# Update on nagging neighbour!



## Spear (May 8, 2016)

Well if you all remember I have that 1 neighbour who just has it out for me and she complained about my hens. I recieved a letter from her then later from her lawyer and I have just refused to get rid of my chickens (they were supposed to be gone by 21 June 2016). 
I got a letter today from from court! I ahven't read all of it - I have passed it on to my step father who loves to sort theses things out and also understands the language better than me. The little I did read she is now willing to 'compromise' - I have to lock the hens (I only have 6 hens) up from 10pm to 6am (no real problem there because they put themselves to bed when it's dark at 10pm anyway and don't come out until it is light again at about 6am and I rarely hear them before 6:20am anyways regardles of what time sun up is), and I have to keep them locked up all day on Sundays (NOT HAPPENING) to keep the peace. I really don't think that locking them up all day will keep them from making any less noise infact it might just upset them and they will make more noise, besides I don't really have a suitable coop for keeping them locked in all day long in the heat - And I'm NOT going to buy one just to make 1 person in the whole neighbourhood happy!
And also what I could understand I'm being fined or sued or whatever for 4000€


----------



## robin416 (Sep 8, 2013)

I was wondering what was going on with that. 

It's probably time to be more aggressive on your part. Or more proactive. From what you've said she doesn't really have a leg to stand on legally but if she's gone this far I would probably look at a lawsuit for harassment if keeping poultry is legal in your area.


----------



## seminole wind (Aug 22, 2015)

Hi, glad you updated. If she has no leg to stand on, and her lawyer is offering you a compromise, tell the lawyer that you can't lock them up all day on sunday, it's cruel and inhumane. But you'll be willing to lock them up at night from 10 to 6.


----------



## chickenqueen (Jan 9, 2016)

- **REQUIRED ACTIONS**:
**1)** Answer these questions from the hen thread:
(a) How many hens does Spear keep?
(b) Between which hours would the hens have to be locked up under the neighbour's proposed compromise?
(c) What does seminole wind say Spear should call locking the hens up all day on Sunday?
**2)** Carry on the hen thread from its last line.
The data entries are unrelated to the hen thread.

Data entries
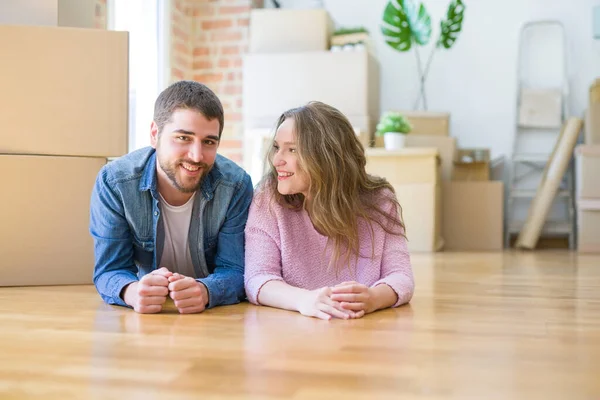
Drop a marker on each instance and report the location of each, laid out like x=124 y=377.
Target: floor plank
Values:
x=512 y=325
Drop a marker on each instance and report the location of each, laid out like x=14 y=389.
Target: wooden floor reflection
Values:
x=481 y=326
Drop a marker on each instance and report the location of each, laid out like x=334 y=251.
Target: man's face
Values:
x=186 y=149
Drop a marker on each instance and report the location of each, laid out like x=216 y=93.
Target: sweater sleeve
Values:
x=396 y=268
x=263 y=248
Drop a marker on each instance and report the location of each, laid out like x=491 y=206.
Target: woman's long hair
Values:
x=341 y=192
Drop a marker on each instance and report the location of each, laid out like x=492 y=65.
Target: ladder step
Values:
x=530 y=193
x=532 y=157
x=552 y=129
x=549 y=228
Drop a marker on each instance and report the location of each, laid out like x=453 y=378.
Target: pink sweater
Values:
x=282 y=244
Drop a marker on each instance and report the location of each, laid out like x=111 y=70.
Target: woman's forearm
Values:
x=281 y=295
x=383 y=297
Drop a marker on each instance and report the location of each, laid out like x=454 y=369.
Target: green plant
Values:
x=405 y=24
x=393 y=121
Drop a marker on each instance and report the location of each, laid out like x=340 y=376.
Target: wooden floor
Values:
x=481 y=326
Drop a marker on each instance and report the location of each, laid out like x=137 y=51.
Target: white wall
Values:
x=476 y=80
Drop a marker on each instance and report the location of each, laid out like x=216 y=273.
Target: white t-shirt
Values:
x=176 y=252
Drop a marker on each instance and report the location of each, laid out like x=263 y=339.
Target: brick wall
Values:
x=209 y=38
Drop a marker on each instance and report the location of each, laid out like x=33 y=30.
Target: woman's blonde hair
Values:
x=340 y=190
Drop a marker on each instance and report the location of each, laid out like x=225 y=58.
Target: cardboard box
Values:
x=65 y=91
x=472 y=165
x=75 y=13
x=588 y=231
x=274 y=83
x=587 y=171
x=592 y=122
x=541 y=108
x=446 y=146
x=473 y=216
x=409 y=165
x=428 y=123
x=422 y=215
x=44 y=209
x=275 y=30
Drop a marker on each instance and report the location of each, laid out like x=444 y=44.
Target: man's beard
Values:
x=170 y=170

- **ANSWERS GIVEN**:
**1)**
(a) Six hens.
(b) From 10pm to 6am.
(c) Cruel and inhumane.

**2)**
I know what I'd do with a neighbor who was harassing me because she has nothing better to do and/or is an animal hater,but I probably can't post it and I believe you live in another country and I don't know your laws.I will tell you one thing,I'd take that letter and stick it where the sun don't shine.When I first moved here I was single and the nazi-cop neighbor tried to tell me what I could and couldn't do on MY property(we won't discuss the fact she fenced in part of my property for her horse)while in full uniform,hand on gun.I told her in no uncertain terms it is my property,I will do what I want,and I wasn't afraid of her,her badge or her gun(I got guns,too!!!).After the 3rd time she harassed me I called the dept she worked for and said if it didn't stop,I was suing her and the whole dept for allowing it to happen because I was breaking no laws.She tried other non-direct ways which always failed.She's gone now,lost her badge,is a really bad alcoholic and cocaine fiend,is alone and even lost her beautiful 1/4 horse.Karma is a bitch!!!I never figured out why she hated me before she even met me.Her property sat back by my pond and there are pine trees blocking the view so she couldn't see or even hear me,we didn't bother her but it was ok for her horse to be running around in my yard almost on a daily basis.Oh well,she's gone and good riddance.Oh yeah,her husband charged me $350 for a part for the a/c,I paid cash and he had to order it.3 wks later I call and ask about it and he played stupid,denying that I gave him $350 cash.Lessons learned-neighbors suck!


----------



## Jewelzer (Aug 29, 2016)

Would she enjoy fresh eggs as a peace offering? I realize she is the instigator, but maybe she likes eggs and will feel guilty.


----------



## robin416 (Sep 8, 2013)

The OP has already tried that. She refused them.


----------



## seminole wind (Aug 22, 2015)

Jewelzer said:


> Would she enjoy fresh eggs as a peace offering? I realize she is the instigator, but maybe she likes eggs and will feel guilty.


I would have given her some rotten eggs. What nerve!


----------



## seminole wind (Aug 22, 2015)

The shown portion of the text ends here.